WORK REQUEST: Please resume the essay on why people feel so little urgency about the climate crisis, picking up right after its final paragraph.

THE URBAN ANIMIST

ECO MUSINGS FROM EAST LONDON

Why aren’t we Devastated?

I’m attempting to write about an issue for which I have no answer and it’s puzzled me for a long time. Just to say at the outset, in writing about this, I really don’t want to criticise or guilt trip anyone. I’m not trying to convert anyone or make anyone feel guilty about their own habits or lifestyle. 

So the issue I’m referring to is this: we are in a crisis such as the human species has never ever faced in our entire two to three hundred thousand years of existence as homo sapiens. The climate and ecological catastrophe is crashing down, the sixth mass extinction is accelerating. But we don’t behave as if that were true. Why aren’t we greatly impacted? And why is there generally in most of us, so little urgency to do anything about it?  

I’m writing this because I find the collective phenomenon of our seeming psychic removal from the crisis quite extraordinary and thought provoking. I’m often surprised when talking with friends and acquaintances and the general subject comes up; everyone then tends to express varying degrees of concern but it’s clear that mostly it’s not a huge factor in their lives, nor on what they do. And I’m talking about people who are sensitive, caring, who keep abreast of global news and are green-inclined; often Guardian readers – a paper which covers the climate catastrophe far more than any other UK national newspaper.   As I said, I really don’t have an answer but I’ve been pondering this disconnect so much that I thought I would try writing to perhaps see if I could clarify it in some way.

I’m not going to list reams of climate data here to back up my claims that we’re in a megacrisis. It’s all widely available and endlessly endorsed by the overwhelming majority of scientists in the relevant fields and by the UN and other responsible bodies. Yet it’s become apparent that people are generally not that moved by facts or by being presented with even more facts. What moves a person seems to be what touches them emotionally and has meaning for them.

These days, outright old school climate deniers are in the minority except in the US Republican party, oddball contrarians and right wing ideologues. Today’s form of climate denial recognises at least verbally that climate change is an important issue among others, and tends to assume and assert (groundlessly) that we are dealing with it.

The climate chaos is leading to significant regions of the world becoming unlivable within a few short years, and especially for our children and grandchildren. The natural world, the life support systems upon which all beings – human, animal and plant – depend, are collapsing; more lands are becoming desert, crop failures are increasing, there’s the threat of world bread basket failures. Wildfires, floods, killer heat waves, polar ice melts, and other extreme weather events are increasing. Rivers are polluted and dying, wildlife is exterminated, the oceans are poisoned and overfished, intensive farming is despoiling the land. 

COP 26 was a failure; countries are not reducing their emissions in line with a habitable future and now use the excuse of Ukraine to row back from even those commitments; fossil fuel use and development is expanding with fatal consequences etc, etc. On this trajectory, there will inevitably be societal breakdown in some regions with crop failures and consequent mass migration of desperate starving people.

An alien visiting planet earth might observe the suicidal spectacle of the dominant species recklessly destroying the conditions which support their own lives on this jewel of a globe. That alien might also puzzle over how this species, despite its great technological wherewithal to deal with problems, seemed only marginally concerned about it all – at least, judging by their lack of action – even though it would inevitably lead in time to collapse of their own lives and especially their descendents’ lives. Seeing how this species was fouling its own bed, the alien might well figure it best to give this planet a wide berth.

DATA EXTRACT:
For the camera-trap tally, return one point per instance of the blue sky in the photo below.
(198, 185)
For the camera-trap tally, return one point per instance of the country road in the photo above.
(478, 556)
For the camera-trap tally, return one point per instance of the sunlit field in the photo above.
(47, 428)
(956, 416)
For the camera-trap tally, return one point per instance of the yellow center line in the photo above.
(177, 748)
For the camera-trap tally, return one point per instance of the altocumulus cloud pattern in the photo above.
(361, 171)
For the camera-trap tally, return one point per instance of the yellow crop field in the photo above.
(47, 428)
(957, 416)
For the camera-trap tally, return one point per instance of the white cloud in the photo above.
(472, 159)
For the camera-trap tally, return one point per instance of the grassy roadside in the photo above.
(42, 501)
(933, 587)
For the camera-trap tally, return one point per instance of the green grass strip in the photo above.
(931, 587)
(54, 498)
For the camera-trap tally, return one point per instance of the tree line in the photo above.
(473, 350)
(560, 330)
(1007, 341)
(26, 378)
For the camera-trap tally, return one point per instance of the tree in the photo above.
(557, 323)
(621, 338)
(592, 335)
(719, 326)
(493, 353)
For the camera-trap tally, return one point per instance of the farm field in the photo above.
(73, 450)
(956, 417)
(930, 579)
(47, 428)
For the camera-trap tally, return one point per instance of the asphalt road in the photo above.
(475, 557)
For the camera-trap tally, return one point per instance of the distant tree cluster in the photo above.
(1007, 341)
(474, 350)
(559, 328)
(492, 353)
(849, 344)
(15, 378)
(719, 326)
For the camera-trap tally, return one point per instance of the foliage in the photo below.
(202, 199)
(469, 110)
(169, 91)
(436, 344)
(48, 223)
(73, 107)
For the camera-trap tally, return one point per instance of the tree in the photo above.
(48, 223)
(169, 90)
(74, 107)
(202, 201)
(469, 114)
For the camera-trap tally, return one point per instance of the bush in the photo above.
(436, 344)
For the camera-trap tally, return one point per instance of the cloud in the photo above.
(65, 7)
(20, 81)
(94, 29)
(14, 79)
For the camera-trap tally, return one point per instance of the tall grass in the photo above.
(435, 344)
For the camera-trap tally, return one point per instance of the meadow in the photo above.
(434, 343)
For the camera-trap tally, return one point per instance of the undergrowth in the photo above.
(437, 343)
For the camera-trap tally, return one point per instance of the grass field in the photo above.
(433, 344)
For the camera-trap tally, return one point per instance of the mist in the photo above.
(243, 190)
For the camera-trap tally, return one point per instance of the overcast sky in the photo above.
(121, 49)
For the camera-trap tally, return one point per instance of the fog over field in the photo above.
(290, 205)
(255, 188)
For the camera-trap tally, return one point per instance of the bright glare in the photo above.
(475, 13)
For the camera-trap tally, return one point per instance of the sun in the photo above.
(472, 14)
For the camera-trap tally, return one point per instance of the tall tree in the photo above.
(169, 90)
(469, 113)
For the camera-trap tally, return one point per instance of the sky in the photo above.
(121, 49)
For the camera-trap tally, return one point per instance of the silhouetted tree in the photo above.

==

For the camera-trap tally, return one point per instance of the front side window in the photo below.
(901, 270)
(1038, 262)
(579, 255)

==

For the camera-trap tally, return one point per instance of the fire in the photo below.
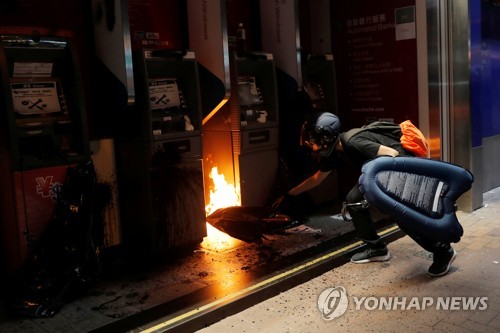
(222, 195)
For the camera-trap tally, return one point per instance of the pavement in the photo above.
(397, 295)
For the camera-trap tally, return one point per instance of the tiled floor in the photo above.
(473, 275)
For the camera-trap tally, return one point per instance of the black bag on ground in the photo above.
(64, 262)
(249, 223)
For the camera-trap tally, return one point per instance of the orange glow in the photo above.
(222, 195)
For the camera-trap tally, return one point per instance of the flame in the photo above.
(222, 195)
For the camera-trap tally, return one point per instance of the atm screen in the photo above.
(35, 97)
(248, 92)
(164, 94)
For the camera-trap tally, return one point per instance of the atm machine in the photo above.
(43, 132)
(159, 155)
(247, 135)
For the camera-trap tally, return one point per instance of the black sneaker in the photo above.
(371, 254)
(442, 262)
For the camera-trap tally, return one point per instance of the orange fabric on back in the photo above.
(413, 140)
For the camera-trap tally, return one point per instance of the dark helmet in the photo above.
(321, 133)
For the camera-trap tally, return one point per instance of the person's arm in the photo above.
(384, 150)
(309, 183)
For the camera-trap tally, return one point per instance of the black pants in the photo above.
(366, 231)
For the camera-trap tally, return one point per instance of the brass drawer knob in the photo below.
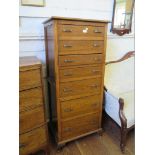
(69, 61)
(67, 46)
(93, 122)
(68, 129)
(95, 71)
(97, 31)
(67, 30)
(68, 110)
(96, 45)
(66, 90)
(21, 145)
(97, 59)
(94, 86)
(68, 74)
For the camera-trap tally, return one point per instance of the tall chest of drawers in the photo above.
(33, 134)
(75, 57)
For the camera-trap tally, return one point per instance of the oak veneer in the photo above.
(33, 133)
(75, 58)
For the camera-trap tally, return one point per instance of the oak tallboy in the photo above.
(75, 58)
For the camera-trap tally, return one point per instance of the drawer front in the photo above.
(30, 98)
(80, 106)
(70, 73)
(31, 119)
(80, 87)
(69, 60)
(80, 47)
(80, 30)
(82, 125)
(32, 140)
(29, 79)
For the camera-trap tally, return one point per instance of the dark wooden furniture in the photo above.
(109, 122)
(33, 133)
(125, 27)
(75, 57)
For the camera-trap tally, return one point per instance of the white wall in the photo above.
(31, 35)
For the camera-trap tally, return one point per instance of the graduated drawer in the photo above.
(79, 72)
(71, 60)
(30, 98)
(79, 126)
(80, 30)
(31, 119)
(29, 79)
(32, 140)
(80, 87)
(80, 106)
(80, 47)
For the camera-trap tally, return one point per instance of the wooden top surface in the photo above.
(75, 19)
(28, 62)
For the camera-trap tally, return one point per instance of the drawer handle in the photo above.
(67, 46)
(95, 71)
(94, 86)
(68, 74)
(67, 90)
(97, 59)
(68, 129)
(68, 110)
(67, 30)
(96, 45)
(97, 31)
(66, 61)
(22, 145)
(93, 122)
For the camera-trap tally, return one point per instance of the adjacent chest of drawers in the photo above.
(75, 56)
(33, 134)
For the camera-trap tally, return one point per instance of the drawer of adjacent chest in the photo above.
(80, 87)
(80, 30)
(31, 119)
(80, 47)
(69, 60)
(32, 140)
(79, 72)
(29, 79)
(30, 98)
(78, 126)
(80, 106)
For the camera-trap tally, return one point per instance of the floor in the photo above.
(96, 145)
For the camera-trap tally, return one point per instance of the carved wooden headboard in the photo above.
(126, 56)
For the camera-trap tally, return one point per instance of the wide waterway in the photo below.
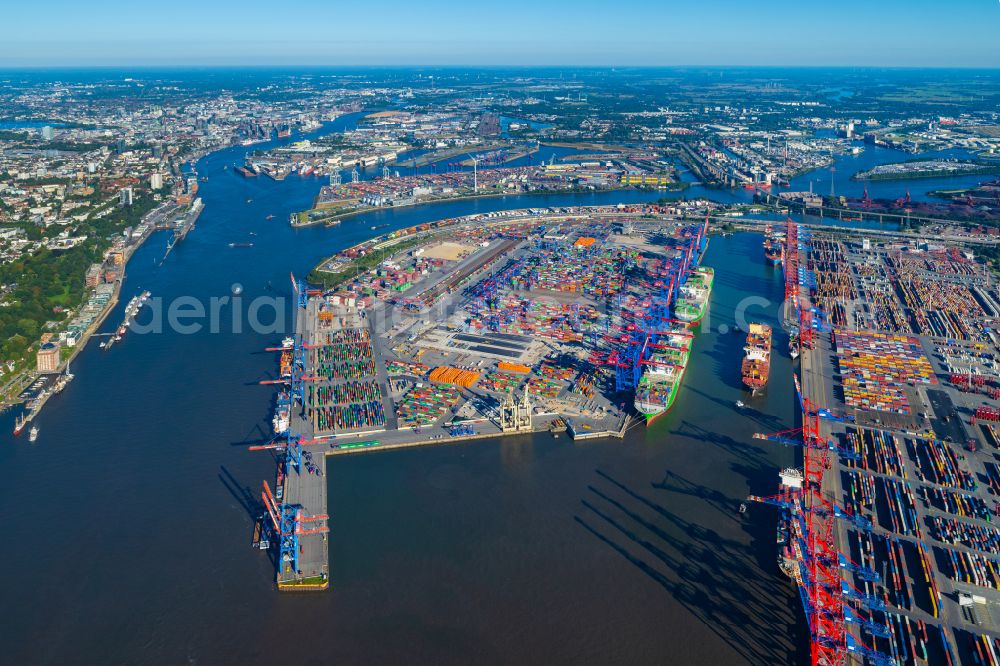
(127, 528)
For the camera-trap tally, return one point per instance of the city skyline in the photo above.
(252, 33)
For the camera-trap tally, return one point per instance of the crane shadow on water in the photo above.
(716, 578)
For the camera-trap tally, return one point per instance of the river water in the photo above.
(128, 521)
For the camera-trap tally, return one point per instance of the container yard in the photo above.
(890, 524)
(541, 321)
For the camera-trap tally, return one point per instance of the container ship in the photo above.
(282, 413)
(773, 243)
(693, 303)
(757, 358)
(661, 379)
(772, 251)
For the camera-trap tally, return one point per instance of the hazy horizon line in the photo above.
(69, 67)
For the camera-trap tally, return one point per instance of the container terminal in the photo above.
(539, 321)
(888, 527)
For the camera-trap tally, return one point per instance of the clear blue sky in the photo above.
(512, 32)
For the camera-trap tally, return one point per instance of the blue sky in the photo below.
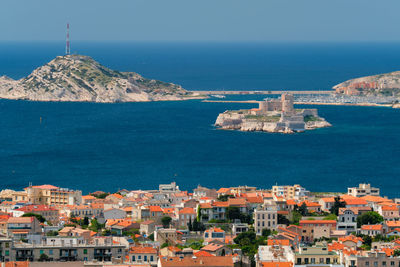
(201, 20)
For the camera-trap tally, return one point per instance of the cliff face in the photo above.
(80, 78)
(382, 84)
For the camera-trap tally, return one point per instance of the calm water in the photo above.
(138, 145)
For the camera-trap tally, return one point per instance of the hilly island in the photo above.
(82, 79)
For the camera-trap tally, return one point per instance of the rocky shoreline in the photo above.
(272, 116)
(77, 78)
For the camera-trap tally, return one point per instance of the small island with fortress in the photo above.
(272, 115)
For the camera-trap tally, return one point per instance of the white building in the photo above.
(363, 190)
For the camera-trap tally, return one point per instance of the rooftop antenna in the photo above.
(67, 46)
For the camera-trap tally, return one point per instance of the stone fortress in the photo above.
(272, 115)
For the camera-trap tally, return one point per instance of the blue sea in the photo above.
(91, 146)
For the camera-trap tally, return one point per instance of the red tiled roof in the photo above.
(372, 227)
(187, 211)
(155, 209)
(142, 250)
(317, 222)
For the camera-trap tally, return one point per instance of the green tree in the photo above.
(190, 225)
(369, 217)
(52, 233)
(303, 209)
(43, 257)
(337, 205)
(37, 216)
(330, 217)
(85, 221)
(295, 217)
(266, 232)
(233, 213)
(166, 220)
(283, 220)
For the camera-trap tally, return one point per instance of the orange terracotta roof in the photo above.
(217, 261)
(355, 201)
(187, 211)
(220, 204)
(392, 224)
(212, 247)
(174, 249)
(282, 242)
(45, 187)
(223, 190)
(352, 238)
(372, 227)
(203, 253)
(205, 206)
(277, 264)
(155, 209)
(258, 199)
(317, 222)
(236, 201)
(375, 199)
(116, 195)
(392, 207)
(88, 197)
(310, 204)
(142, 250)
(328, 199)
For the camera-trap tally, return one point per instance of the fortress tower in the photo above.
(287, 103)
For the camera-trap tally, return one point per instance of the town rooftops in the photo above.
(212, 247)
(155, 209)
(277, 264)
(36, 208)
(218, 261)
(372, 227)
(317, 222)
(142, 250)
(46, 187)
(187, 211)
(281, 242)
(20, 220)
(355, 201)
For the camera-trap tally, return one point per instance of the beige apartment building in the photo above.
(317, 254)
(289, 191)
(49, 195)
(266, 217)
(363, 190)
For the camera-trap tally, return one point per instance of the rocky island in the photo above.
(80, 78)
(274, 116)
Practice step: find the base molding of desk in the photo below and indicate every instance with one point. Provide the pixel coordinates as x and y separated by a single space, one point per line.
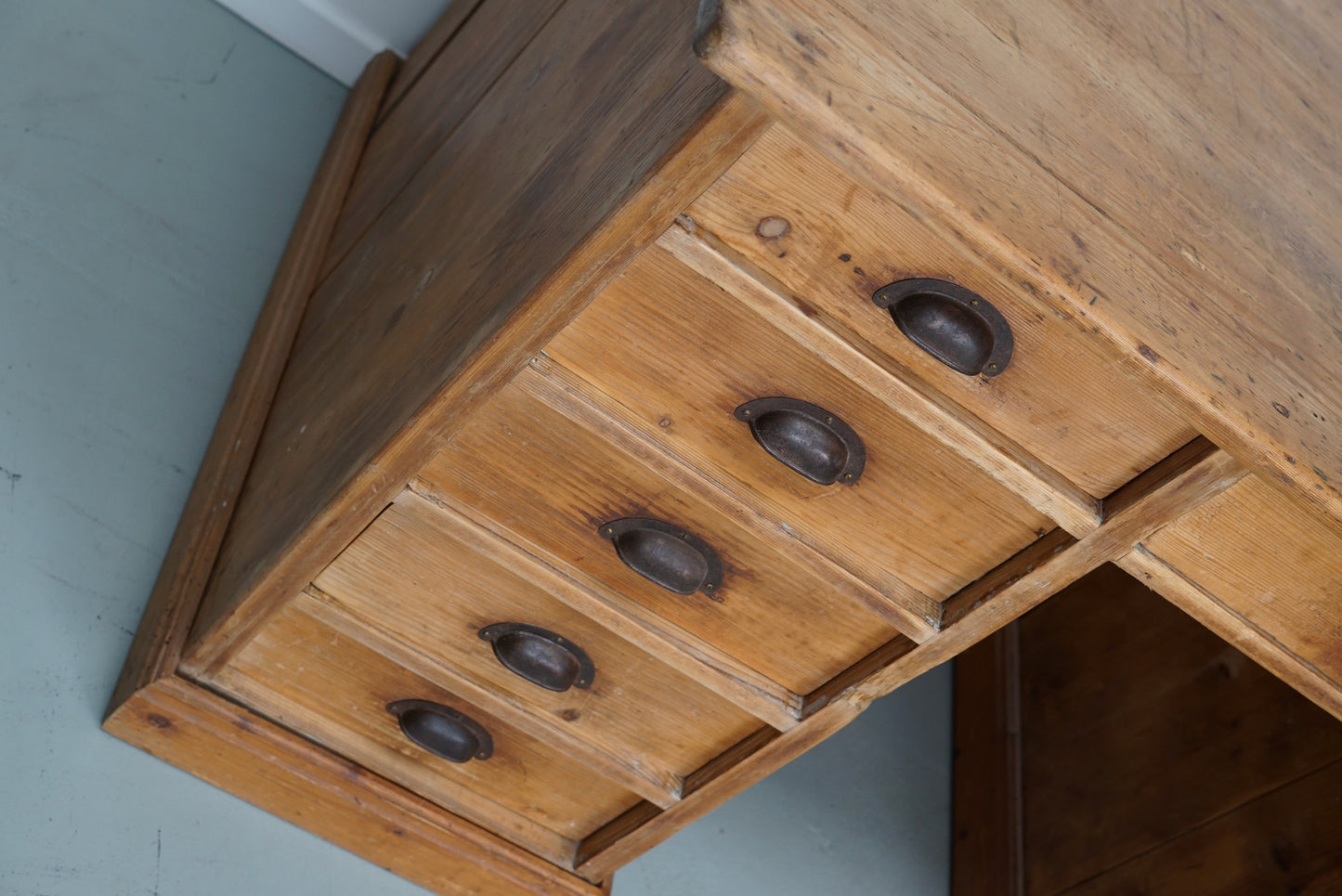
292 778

RESPONSE:
So why aren’t we devastated? It seems to me that being shattered would be the most sane response to our existential predicament. Reading this, you may justifiably say, “So, what about you then? Are you devastated?

Well, as for me, it’s only in the last several years that I’ve begun to let in about our situation. I certainly wasn’t remotely ‘devastated’ for most of my life. Why wasn’t I impacted before then? I don’t know; it’s all part of the puzzle. I’m a lifelong nature lover and had long lamented the destruction of nature and of much of the biodiversity that I knew well as a child. I have always kept up with ecology news worldwide and in recent years, the vast majority of that news was becoming depressing with ever more species extinction and habitat loss. I would hang onto the much less frequent glimmers of hope: a rewilding project created here, or a rare species increasing slightly. Yet a rising hopelessness and despair seemed to lurk in the background of my mind. Deeply, though I wouldn’t have admitted this to myself, I knew these small efforts couldn’t reverse the avalanche of destruction; it’s kind of my version of planting a wildflower meadow on the deck of the Titanic.

At some point in 2018, I became increasingly troubled by recurring bouts of anxiety which seemed to have no cause. I felt depressed, full of angst and fear and I started having episodes of palpitations out of the blue. I didn’t know what was the matter with me and searched for some hidden personal psychic trauma. Then it suddenly dawned on me that this wasn’t about some personal issue of mine but rather my gathering horror at our global predicament and destruction of the natural world. I was in grief about what we humans are doing to our precious planet. And I was bottling all this up and feeling increasing despair without acknowledging it. Recognising this powerful undercurrent, if still only rather intellectually, started to help. I talked with friends about it and tried to write about it and became more conscious of my own anguish, despair and hopelessness. Beneath the anxiety was more and more grief, which I hadn’t known about or expressed and I became more and more impacted. I read up extensively on all the latest climate data as I wanted to get the whole truth. 

I heard of Extinction Rebellion, which had just been formed, and I went to the initial launch in Parliament Square where I heard Greta Thunberg and others speak passionately and urgently about our existential ecological predicament. This all totally resonated with me and I was starting to own my deep grief and simultaneously I started to become an eco activist powered by a new urgency to act.  My palpitation attacks ceased and I wasn’t haunted in the same way from that point onwards, though by opening myself to grief and love, it was and still is, often painful, because now I’m not so much in denial. Now I was impelled towards taking some kind of action to help, with an urgency which felt choiceless. 

This was how I came to be viscerally connected with the climate and ecological emergency and now I can’t ‘unsee’ it or not feel it. Of course, I go in and out of how much I feel it, and often it feels absent or way in the background. Humanly, I couldn’t live feeling constantly in turmoil, it would be unbearable. I try to maintain my sanity by walking in nature, Qigong meditation, getting my hands in the soil on my vegetable plot, and crucially, engaging in eco activism and nonviolent civil disobedience with other people. And like everyone I want to distract myself and sometimes my ‘awakening’ feels like a curse, though I wouldn’t wish to return to my avoidance.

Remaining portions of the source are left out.